### Records of labeled points
--

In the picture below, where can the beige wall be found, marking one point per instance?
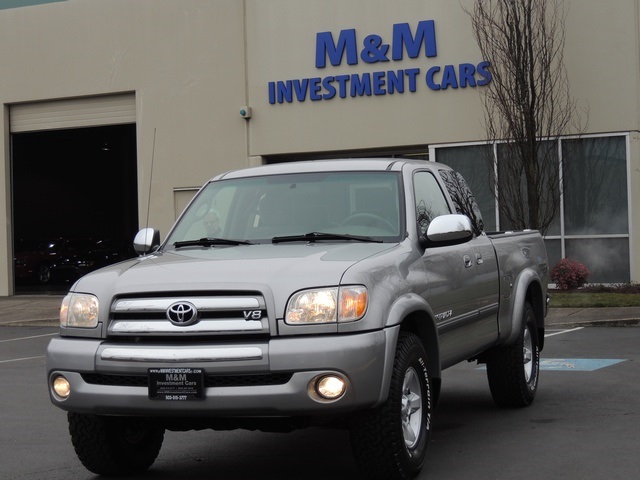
(193, 63)
(281, 45)
(183, 59)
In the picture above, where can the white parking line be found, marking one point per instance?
(28, 338)
(20, 359)
(562, 331)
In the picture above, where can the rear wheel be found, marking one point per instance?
(390, 442)
(513, 371)
(115, 446)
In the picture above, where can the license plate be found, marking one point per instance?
(176, 384)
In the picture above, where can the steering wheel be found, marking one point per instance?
(368, 220)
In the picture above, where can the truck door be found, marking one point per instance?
(487, 288)
(451, 272)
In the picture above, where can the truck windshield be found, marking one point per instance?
(259, 209)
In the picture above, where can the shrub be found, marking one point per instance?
(568, 274)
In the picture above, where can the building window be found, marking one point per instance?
(592, 225)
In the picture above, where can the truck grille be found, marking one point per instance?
(210, 380)
(189, 315)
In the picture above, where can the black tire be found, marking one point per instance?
(513, 371)
(115, 446)
(390, 442)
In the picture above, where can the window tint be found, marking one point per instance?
(463, 199)
(430, 201)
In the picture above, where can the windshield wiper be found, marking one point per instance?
(315, 236)
(210, 242)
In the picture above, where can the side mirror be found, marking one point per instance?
(147, 240)
(448, 230)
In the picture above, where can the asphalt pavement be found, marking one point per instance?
(42, 310)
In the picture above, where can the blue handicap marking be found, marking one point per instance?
(577, 364)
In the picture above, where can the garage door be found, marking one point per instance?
(73, 113)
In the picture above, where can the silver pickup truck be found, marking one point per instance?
(301, 294)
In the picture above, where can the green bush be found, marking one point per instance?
(569, 274)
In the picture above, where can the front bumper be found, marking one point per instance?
(361, 359)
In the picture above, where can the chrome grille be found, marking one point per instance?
(217, 315)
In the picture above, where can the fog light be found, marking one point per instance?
(61, 387)
(330, 387)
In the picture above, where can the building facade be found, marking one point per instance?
(183, 90)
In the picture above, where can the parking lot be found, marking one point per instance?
(583, 423)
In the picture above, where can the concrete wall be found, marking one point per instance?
(193, 63)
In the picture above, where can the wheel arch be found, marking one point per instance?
(528, 289)
(414, 315)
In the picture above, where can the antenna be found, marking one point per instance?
(153, 154)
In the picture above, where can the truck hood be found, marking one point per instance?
(280, 268)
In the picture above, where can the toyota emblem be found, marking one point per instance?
(182, 314)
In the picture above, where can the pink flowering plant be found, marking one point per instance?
(568, 274)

--

### Exercise
Render as a JSON list of strings the lines starting with the one that contains "In the picture above, where can the blue" and going on through the last line of the records above, one string per line, with blank lines left out.

### Exercise output
[
  "In the picture above, where can the blue handicap marking be found, marking one point per instance?",
  "(577, 364)",
  "In the picture above, where can the garage door be found, marking one point per instance?",
  "(73, 113)",
  "In the picture above, where can the silver pickup truck be found, marking one point per instance?",
  "(301, 294)",
  "In the picture above, where can the green bush be found, marking one point per instance?",
  "(569, 274)",
  "In the picture above, where can the front bumper be found, marking one point per instance?",
  "(361, 359)",
  "In the picture above, where can the chrome grille be found, marking one point per instance?",
  "(217, 315)",
  "In the picture above, where can the fog light be found, marking one point per instance?",
  "(61, 387)",
  "(330, 387)",
  "In the picture above, where can the building facade be found, marking one point per instance?",
  "(183, 90)",
  "In the picture above, where can the parking lot be found, marking one point per instance?",
  "(583, 423)",
  "In the picture above, where can the concrete wall be found, marking one point per instance?",
  "(193, 63)",
  "In the picture above, where can the wheel arch be found, marking one point per instance?",
  "(528, 289)",
  "(414, 315)",
  "In the picture above, where can the antenna be found, marking one point per instance?",
  "(153, 154)",
  "In the picture above, where can the truck hood be found, marking one point per instance?",
  "(280, 268)",
  "In the picture above, where can the toyota emblem be found, marking one point per instance?",
  "(182, 314)",
  "In the picture above, where can the pink flowering plant be found, marking one point per instance?",
  "(568, 274)"
]